Task brief: Pick out each line below containing "bowl".

== Segment start ==

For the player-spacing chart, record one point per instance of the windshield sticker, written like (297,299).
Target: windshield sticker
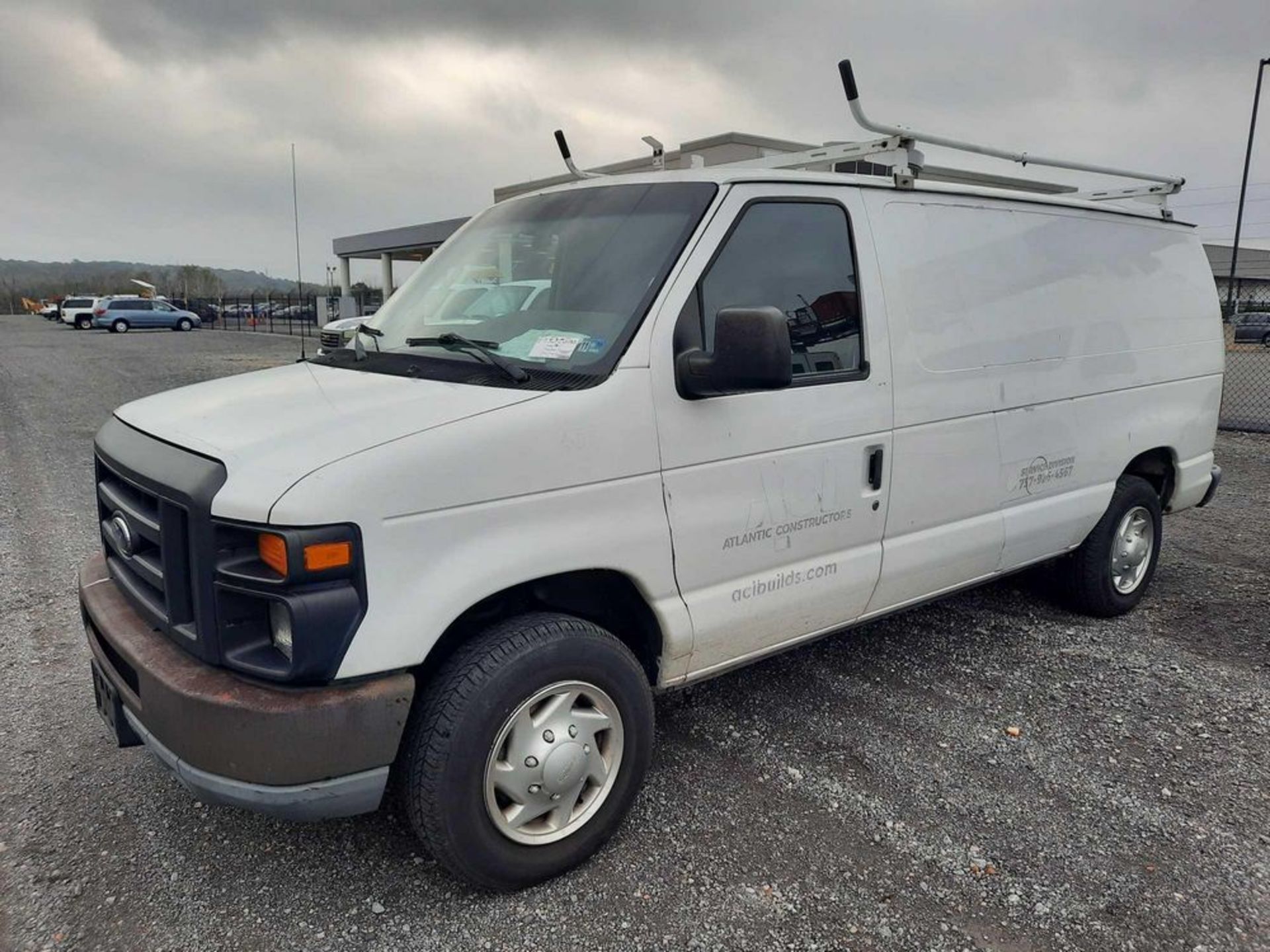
(556,347)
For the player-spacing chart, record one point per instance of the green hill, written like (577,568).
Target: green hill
(44,280)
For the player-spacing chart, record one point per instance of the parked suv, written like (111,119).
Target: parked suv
(1253,328)
(753,407)
(121,314)
(78,311)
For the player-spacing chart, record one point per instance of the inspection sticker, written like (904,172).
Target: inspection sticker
(554,347)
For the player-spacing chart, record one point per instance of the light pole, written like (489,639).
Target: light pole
(1244,188)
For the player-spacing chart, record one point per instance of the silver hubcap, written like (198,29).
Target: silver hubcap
(554,763)
(1130,550)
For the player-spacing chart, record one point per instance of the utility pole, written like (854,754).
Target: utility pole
(1231,303)
(295,206)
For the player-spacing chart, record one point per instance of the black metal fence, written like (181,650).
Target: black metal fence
(1245,399)
(276,314)
(1246,395)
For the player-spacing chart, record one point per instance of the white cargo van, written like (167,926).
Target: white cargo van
(753,405)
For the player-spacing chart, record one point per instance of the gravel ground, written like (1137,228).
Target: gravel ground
(861,793)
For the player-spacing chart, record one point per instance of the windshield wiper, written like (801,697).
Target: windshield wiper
(372,333)
(486,348)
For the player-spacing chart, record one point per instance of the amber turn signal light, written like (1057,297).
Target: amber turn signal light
(273,551)
(328,555)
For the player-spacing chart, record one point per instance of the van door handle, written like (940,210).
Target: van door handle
(875,469)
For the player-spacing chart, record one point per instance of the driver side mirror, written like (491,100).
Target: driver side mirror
(751,352)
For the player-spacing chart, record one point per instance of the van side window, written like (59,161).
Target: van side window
(795,257)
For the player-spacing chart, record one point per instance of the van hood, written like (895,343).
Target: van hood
(272,428)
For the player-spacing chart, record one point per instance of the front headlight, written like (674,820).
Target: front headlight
(287,600)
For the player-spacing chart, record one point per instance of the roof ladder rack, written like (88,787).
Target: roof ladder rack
(900,150)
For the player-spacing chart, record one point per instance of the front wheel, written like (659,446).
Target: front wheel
(526,750)
(1111,571)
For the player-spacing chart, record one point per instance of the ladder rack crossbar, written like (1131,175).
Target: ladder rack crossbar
(898,150)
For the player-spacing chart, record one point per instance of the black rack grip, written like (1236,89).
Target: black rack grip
(563,145)
(849,80)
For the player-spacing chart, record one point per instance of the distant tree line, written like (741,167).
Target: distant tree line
(54,280)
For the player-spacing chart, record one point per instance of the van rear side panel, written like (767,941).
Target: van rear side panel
(1080,338)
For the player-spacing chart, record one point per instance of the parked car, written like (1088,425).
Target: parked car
(1253,328)
(78,311)
(470,555)
(205,310)
(121,314)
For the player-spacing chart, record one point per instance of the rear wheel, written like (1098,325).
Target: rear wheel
(1109,574)
(526,750)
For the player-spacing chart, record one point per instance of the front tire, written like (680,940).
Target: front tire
(1111,571)
(527,749)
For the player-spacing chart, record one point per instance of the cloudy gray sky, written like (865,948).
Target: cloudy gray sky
(160,130)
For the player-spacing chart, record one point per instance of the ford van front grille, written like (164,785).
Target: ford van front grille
(146,550)
(154,507)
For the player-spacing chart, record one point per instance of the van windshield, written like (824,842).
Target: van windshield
(552,284)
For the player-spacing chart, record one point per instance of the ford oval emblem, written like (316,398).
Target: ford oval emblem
(122,534)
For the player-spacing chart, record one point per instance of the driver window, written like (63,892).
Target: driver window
(795,257)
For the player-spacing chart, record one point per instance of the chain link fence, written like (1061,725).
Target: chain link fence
(1246,395)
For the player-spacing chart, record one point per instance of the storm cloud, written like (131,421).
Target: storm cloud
(160,130)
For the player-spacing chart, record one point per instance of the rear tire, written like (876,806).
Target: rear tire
(1111,571)
(513,724)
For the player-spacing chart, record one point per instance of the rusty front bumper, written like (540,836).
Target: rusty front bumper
(304,753)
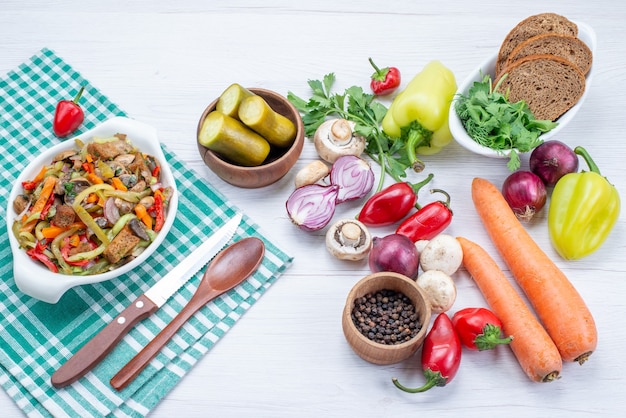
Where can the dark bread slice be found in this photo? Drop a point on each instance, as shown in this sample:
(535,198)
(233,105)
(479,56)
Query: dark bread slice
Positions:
(565,46)
(550,85)
(532,26)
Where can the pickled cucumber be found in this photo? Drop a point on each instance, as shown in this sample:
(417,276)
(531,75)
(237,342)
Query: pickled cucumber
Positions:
(228,102)
(229,138)
(256,114)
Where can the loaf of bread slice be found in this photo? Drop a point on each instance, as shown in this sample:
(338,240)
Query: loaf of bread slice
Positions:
(565,46)
(550,85)
(532,26)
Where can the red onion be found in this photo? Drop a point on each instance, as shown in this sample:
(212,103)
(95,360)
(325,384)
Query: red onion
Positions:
(525,193)
(111,211)
(552,160)
(353,175)
(311,207)
(395,253)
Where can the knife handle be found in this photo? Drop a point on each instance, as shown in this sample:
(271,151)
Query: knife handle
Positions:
(103,342)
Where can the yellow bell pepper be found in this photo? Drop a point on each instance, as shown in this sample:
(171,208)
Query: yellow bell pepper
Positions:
(419,113)
(583,210)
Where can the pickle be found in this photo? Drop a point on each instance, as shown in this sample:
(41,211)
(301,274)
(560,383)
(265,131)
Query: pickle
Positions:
(256,114)
(229,138)
(228,102)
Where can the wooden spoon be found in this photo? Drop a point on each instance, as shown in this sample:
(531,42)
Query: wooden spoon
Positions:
(229,268)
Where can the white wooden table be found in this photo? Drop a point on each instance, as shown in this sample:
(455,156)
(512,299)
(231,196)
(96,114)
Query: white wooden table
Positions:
(164,61)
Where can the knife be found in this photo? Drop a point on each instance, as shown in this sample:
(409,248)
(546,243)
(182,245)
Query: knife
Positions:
(107,338)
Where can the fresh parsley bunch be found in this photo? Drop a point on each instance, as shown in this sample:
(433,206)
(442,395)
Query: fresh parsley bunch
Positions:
(359,107)
(492,121)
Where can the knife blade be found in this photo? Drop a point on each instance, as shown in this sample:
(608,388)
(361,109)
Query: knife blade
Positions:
(101,344)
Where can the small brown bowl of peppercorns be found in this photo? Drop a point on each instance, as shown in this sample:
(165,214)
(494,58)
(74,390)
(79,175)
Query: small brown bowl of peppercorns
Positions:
(386,317)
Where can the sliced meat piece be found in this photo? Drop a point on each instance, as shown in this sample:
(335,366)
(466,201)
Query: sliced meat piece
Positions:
(64,216)
(121,245)
(109,150)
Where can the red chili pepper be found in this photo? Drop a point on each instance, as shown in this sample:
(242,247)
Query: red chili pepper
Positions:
(47,206)
(30,185)
(68,116)
(441,355)
(429,221)
(37,253)
(159,211)
(479,328)
(384,81)
(391,204)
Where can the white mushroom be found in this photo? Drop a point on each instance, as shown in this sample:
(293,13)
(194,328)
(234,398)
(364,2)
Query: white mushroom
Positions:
(312,173)
(440,289)
(420,245)
(336,137)
(442,253)
(348,239)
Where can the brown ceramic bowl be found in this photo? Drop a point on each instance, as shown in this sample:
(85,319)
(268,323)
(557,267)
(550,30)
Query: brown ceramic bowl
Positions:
(277,164)
(375,352)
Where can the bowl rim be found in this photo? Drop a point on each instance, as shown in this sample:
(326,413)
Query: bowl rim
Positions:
(36,280)
(261,92)
(349,306)
(585,33)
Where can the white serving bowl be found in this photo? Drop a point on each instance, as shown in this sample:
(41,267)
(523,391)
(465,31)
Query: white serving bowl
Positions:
(32,277)
(585,33)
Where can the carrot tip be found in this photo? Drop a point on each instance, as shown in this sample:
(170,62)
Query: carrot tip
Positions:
(583,357)
(551,377)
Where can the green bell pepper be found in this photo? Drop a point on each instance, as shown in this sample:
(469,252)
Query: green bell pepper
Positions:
(419,113)
(583,210)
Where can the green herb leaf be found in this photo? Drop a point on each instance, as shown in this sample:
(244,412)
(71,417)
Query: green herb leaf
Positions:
(359,107)
(492,121)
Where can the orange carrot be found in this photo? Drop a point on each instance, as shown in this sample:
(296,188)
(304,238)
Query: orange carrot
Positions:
(117,183)
(94,179)
(52,231)
(40,203)
(556,301)
(534,349)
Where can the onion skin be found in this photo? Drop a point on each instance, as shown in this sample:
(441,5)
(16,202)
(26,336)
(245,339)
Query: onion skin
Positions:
(525,193)
(552,160)
(394,253)
(311,207)
(353,175)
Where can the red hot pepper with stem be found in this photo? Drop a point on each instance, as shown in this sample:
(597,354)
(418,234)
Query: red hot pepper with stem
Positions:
(441,355)
(384,80)
(68,116)
(429,221)
(479,328)
(391,204)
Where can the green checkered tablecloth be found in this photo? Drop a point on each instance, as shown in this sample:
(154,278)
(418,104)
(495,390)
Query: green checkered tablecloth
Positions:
(37,337)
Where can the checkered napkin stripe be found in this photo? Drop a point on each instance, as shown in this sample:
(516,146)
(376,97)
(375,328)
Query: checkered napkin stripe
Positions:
(38,337)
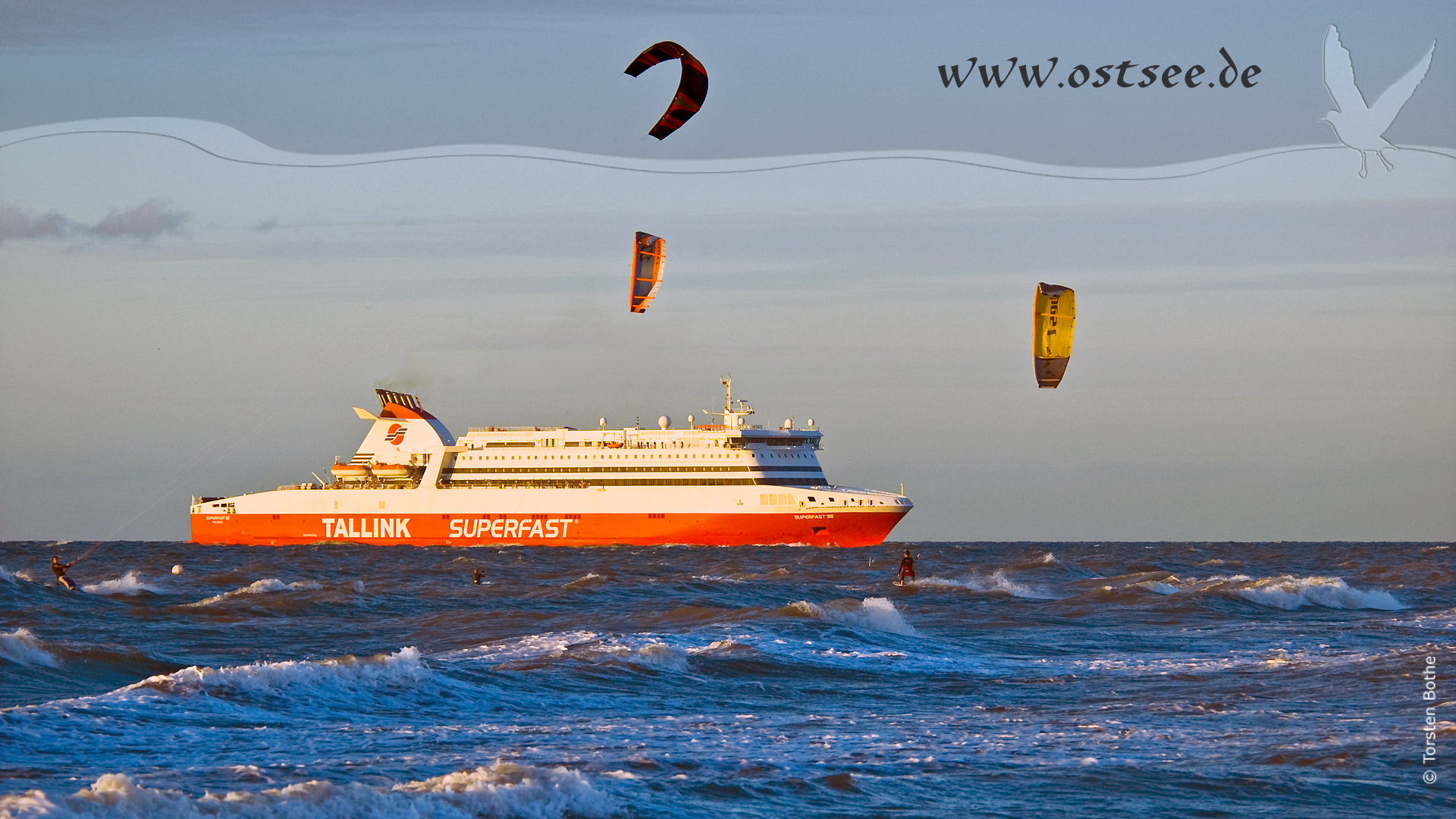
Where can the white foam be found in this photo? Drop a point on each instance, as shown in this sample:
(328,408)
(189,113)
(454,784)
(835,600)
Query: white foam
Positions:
(996,582)
(525,649)
(1158,588)
(128,583)
(27,805)
(1289,592)
(22,648)
(343,672)
(258,588)
(503,789)
(871,613)
(663,656)
(12,576)
(590,579)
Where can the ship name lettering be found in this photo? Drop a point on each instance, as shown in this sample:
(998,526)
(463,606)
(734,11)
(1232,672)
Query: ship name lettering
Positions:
(366,528)
(509,528)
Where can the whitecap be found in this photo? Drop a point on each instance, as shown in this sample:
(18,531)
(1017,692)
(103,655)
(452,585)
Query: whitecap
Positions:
(1289,592)
(871,613)
(585,580)
(334,673)
(504,789)
(523,649)
(128,583)
(258,588)
(22,648)
(663,656)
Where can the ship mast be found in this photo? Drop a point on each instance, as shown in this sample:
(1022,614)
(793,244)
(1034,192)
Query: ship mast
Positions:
(733,417)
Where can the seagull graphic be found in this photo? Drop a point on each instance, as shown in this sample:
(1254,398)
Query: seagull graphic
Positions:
(1359,126)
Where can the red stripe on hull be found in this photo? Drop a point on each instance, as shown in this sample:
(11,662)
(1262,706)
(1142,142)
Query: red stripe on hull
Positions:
(845,526)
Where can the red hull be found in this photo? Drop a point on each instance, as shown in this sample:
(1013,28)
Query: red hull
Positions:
(843,526)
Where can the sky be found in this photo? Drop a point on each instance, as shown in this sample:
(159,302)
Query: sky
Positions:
(1266,349)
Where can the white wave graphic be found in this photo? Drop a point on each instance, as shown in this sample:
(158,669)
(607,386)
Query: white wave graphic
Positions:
(1289,592)
(258,588)
(996,582)
(871,613)
(500,790)
(22,648)
(130,583)
(229,145)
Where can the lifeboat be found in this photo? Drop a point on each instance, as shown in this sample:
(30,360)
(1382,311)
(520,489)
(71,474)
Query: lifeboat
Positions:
(392,471)
(350,471)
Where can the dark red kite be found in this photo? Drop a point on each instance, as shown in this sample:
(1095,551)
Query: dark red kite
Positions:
(691,91)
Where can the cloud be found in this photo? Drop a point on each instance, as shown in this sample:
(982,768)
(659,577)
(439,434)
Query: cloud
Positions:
(143,222)
(146,222)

== Segment end ==

Exercise response:
Where can the small brown bowl of peppercorns be found in this photo? Drop a point on each instance, as shown in this sample:
Query: small brown bowl of peppercorns
Where can the brown ceramic bowl be found in this photo? Drop a point on each instance, as shown in this sample:
Query: brown ceramic bowl
Where can the bowl rim be found in this photo? Drop a point on each instance, as shown in this sample:
Query: bowl rim
Where can the white serving bowl be found in this photo? Drop a point on each instance, as shown in this sample:
Query: white serving bowl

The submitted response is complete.